▸ Your objective
Below are several records. Retype exactly those lines running from the one with "Target: red delivery van" through the one with "Note. One marker is placed on each instance of the overhead", end lines included, and no others.

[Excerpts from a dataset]
* * *
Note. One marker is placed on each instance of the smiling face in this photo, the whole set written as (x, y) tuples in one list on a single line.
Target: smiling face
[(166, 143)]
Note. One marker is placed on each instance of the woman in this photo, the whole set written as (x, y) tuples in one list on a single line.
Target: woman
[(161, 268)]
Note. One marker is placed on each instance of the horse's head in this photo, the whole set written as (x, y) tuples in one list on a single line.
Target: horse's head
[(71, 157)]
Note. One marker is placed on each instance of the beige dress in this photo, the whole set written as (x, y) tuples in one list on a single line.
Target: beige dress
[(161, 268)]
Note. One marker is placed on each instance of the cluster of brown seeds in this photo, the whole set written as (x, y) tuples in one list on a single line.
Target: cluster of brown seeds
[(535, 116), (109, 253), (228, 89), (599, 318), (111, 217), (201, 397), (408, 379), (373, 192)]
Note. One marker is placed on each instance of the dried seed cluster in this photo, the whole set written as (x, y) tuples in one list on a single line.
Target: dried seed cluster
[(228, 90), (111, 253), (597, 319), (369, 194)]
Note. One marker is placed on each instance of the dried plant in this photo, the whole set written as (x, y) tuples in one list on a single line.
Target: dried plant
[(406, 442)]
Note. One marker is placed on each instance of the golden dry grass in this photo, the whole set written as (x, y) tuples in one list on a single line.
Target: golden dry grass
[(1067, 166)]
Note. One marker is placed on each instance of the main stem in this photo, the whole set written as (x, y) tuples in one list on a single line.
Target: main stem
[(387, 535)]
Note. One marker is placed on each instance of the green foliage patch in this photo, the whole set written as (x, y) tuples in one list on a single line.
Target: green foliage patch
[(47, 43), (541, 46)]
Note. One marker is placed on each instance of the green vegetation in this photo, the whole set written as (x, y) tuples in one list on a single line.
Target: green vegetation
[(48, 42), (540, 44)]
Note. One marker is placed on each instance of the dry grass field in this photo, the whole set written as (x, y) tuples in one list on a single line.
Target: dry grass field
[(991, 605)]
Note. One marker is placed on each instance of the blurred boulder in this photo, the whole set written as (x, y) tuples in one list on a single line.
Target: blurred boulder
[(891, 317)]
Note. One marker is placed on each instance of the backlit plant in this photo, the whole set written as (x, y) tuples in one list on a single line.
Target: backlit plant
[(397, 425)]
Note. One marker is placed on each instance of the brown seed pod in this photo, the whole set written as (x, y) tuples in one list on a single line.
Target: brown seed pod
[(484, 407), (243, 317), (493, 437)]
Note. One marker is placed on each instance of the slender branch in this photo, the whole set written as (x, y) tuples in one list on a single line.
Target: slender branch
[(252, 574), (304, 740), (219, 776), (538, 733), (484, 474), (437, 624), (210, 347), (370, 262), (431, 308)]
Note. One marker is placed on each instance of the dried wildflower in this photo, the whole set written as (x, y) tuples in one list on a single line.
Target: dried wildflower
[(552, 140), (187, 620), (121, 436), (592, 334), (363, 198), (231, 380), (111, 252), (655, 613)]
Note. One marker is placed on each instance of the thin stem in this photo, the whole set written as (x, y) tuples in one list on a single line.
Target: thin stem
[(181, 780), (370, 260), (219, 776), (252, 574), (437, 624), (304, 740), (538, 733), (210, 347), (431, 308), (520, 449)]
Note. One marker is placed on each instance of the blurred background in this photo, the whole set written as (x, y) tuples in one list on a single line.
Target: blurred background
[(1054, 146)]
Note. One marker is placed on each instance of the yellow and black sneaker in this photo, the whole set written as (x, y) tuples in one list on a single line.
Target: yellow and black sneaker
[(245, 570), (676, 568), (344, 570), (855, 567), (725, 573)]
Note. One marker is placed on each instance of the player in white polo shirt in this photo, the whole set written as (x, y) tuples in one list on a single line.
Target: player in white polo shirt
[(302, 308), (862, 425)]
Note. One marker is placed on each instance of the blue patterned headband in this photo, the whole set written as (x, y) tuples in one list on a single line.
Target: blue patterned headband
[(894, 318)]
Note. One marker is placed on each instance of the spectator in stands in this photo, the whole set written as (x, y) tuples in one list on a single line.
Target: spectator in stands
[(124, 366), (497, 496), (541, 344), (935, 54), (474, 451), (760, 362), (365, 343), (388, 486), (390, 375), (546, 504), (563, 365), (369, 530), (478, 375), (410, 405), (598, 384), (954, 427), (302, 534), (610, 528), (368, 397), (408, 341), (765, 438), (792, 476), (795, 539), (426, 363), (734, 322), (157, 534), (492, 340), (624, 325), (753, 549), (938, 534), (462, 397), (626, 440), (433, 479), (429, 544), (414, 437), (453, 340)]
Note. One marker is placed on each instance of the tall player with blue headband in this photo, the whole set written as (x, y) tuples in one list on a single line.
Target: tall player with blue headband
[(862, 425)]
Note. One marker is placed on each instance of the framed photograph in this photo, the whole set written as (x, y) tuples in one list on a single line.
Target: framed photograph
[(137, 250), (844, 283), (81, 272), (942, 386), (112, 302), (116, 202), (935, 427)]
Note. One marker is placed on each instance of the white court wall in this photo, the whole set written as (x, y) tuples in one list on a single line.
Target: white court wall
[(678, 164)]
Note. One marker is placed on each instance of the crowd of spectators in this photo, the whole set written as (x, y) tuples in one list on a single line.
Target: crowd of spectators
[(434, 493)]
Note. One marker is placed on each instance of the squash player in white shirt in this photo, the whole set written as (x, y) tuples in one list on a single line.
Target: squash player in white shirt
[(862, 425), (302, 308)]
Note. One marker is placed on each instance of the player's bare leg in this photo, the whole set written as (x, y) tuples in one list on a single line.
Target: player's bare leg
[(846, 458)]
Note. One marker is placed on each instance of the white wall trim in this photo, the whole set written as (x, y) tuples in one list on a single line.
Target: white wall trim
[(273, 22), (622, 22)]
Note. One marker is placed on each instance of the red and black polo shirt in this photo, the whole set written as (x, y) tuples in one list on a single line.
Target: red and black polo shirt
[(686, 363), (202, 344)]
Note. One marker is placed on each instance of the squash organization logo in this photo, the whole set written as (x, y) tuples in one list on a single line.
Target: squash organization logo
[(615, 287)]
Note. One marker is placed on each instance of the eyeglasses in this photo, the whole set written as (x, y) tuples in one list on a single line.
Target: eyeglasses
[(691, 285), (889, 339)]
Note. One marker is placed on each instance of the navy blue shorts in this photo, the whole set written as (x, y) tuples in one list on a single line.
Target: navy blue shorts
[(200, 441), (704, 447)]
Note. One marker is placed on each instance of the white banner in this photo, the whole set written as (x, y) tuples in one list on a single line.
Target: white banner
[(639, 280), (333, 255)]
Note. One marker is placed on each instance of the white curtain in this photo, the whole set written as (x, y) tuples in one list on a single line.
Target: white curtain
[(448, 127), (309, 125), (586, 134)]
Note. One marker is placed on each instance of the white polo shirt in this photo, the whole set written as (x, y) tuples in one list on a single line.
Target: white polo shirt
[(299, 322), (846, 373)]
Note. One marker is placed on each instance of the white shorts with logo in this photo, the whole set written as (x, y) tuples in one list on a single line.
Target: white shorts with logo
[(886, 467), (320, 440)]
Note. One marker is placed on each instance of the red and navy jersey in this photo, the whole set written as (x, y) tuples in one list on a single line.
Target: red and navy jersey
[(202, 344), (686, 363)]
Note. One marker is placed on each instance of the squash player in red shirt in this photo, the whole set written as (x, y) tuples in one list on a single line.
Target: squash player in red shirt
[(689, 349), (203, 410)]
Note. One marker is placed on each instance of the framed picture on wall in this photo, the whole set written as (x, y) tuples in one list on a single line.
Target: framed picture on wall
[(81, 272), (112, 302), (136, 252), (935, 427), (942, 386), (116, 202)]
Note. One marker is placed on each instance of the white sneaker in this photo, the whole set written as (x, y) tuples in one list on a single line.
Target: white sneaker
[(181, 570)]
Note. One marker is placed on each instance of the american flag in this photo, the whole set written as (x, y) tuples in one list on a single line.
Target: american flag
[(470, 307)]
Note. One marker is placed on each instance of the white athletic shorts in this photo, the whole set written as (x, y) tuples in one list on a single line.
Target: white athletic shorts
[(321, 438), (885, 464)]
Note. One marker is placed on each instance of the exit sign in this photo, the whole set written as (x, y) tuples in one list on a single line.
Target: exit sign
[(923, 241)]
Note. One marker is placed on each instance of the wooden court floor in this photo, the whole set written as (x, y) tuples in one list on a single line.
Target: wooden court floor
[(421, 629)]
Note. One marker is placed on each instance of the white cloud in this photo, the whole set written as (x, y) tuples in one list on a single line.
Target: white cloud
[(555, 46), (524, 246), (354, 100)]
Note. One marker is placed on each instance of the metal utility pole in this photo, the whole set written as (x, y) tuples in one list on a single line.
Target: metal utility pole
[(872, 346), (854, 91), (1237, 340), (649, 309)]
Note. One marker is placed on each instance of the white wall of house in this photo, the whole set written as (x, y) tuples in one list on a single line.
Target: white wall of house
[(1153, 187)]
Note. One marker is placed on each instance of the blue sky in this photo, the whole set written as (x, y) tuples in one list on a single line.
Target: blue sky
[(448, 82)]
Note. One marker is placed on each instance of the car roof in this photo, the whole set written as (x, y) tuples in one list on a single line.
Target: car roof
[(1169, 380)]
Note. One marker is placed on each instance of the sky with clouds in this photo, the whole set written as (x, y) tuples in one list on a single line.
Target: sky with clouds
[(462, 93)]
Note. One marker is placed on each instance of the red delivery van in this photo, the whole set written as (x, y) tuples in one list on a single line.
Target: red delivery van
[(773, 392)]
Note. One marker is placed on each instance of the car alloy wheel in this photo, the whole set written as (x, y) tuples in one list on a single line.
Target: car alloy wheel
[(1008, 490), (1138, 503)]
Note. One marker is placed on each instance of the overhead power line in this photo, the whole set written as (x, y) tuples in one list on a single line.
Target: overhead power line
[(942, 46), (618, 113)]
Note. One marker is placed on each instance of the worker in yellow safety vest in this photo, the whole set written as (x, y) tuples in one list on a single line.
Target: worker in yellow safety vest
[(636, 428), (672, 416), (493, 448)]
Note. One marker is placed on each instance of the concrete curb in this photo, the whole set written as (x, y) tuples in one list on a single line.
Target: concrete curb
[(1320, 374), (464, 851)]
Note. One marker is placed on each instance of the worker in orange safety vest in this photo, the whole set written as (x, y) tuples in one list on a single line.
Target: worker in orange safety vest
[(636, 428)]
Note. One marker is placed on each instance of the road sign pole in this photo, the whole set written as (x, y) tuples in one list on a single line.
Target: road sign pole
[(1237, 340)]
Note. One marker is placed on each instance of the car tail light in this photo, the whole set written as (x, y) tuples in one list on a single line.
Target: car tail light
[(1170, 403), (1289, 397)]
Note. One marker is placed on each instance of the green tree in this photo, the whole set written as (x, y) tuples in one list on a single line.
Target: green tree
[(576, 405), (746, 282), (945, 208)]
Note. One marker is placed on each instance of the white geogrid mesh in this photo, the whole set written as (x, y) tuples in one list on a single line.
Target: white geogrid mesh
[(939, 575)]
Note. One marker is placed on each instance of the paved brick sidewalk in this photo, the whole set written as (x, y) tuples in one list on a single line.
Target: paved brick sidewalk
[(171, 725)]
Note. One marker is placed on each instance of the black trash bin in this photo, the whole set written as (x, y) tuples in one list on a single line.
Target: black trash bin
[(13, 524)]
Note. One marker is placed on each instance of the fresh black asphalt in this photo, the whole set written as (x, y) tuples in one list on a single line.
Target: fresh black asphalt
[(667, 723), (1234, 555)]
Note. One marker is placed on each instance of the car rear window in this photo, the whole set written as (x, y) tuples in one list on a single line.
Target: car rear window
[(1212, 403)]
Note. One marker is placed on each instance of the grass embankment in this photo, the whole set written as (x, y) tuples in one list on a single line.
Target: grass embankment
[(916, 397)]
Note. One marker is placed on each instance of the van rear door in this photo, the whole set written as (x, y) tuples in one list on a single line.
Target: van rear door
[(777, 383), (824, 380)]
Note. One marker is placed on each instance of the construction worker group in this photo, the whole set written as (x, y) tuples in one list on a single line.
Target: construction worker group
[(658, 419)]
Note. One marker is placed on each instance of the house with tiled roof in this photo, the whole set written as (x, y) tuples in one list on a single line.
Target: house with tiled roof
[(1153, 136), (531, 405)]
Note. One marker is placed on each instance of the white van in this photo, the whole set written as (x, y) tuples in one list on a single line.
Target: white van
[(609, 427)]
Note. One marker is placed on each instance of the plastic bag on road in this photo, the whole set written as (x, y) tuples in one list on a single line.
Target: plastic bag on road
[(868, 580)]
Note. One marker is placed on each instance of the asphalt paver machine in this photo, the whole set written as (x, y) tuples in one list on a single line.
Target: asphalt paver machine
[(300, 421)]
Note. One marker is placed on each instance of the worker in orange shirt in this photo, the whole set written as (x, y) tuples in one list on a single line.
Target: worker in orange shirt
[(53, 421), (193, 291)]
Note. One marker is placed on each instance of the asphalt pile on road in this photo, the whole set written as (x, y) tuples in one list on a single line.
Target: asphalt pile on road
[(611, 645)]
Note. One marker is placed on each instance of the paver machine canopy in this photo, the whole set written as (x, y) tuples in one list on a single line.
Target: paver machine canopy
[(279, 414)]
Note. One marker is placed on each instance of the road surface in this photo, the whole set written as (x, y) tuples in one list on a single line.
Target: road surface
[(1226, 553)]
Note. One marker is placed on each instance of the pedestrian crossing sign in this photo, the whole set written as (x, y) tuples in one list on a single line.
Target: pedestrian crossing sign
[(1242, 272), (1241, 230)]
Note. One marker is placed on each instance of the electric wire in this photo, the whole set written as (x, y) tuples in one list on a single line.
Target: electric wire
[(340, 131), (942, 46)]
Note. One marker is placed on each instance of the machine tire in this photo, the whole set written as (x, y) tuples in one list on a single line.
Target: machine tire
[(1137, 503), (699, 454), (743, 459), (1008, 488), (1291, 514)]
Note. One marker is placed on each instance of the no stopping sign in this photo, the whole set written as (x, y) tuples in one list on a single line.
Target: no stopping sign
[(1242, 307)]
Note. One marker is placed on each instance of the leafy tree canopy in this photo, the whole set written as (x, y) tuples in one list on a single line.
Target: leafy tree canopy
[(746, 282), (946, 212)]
* * *
▸ Solution for this problem
Target: red delivery van
[(773, 392)]
Note. One marker is placed on each instance of the car alloy wheel in this photo, the whole set written as (x, y) tuples in one list on a single line.
Target: car alloy wheel
[(1008, 490), (1138, 503)]
Note. One marker is placed on each instance of the overhead power line in this photo, the whole set written as (x, y) tuples in one list on a single line.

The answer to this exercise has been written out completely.